→ WHAT YOU HAVE TO DO: Please copy the rows below with every "picture above" changed to "photo above" and nothing else altered, leaving the pictures out.

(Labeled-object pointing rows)
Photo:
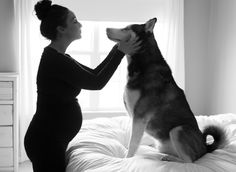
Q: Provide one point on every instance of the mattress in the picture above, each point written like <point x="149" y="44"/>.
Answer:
<point x="101" y="146"/>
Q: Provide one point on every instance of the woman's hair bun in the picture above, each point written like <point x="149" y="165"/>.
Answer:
<point x="42" y="8"/>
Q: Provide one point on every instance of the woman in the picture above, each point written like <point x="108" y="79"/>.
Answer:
<point x="60" y="79"/>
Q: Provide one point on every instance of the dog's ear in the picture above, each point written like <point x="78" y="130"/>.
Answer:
<point x="149" y="25"/>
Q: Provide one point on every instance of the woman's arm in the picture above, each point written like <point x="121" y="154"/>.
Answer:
<point x="102" y="64"/>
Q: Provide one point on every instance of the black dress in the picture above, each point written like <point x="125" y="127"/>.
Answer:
<point x="58" y="116"/>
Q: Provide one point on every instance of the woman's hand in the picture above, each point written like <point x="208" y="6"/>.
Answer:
<point x="129" y="47"/>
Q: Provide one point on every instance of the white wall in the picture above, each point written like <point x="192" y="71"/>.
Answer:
<point x="8" y="59"/>
<point x="196" y="21"/>
<point x="210" y="40"/>
<point x="222" y="57"/>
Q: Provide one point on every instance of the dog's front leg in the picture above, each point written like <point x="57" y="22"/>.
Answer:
<point x="137" y="131"/>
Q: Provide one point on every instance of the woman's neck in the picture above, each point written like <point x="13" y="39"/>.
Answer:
<point x="59" y="45"/>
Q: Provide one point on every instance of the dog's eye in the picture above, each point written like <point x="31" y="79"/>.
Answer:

→ RESPONSE FOR THIS EXERCISE:
Photo:
Q: Provide one point on every instance of the mattress in the photo above, each point written like <point x="149" y="44"/>.
Answer:
<point x="101" y="146"/>
Q: Provide one point on every instance of the woman's hair bun in the photo above, each point written like <point x="149" y="165"/>.
Answer:
<point x="42" y="8"/>
Q: Provide one point on every instance of the woman in the photo above, each point written like <point x="108" y="79"/>.
Answer:
<point x="60" y="79"/>
Q: Provide one point on every instance of the dog's ear in the photo above, each point written like <point x="78" y="130"/>.
Answer:
<point x="149" y="25"/>
Q: Provide one point on every instance of the woman's arm in the photo above, each point written like <point x="121" y="154"/>.
Answer:
<point x="102" y="64"/>
Q: Provide one point on every instance of the black dress in the photo above, each point written like <point x="125" y="127"/>.
Answer:
<point x="58" y="116"/>
Q: Provide one point on every instance of the woman's hand in the photo above, each point written like <point x="208" y="6"/>.
Answer:
<point x="129" y="47"/>
Q: Provide one point on every instance of the white wall in the photo above, each point written like <point x="192" y="71"/>.
Answer:
<point x="8" y="59"/>
<point x="196" y="21"/>
<point x="210" y="40"/>
<point x="222" y="57"/>
Q: Provide one point on every instance of the dog's front leg in the photo above, each point written like <point x="57" y="22"/>.
Answer:
<point x="137" y="131"/>
Q: Provide one point on every instance of the woman's neck in the photo above, each point written like <point x="13" y="39"/>.
Answer:
<point x="59" y="45"/>
Q: Provide one point on every instance of the dog's eye in the photo above, each point written like <point x="31" y="79"/>.
Answer:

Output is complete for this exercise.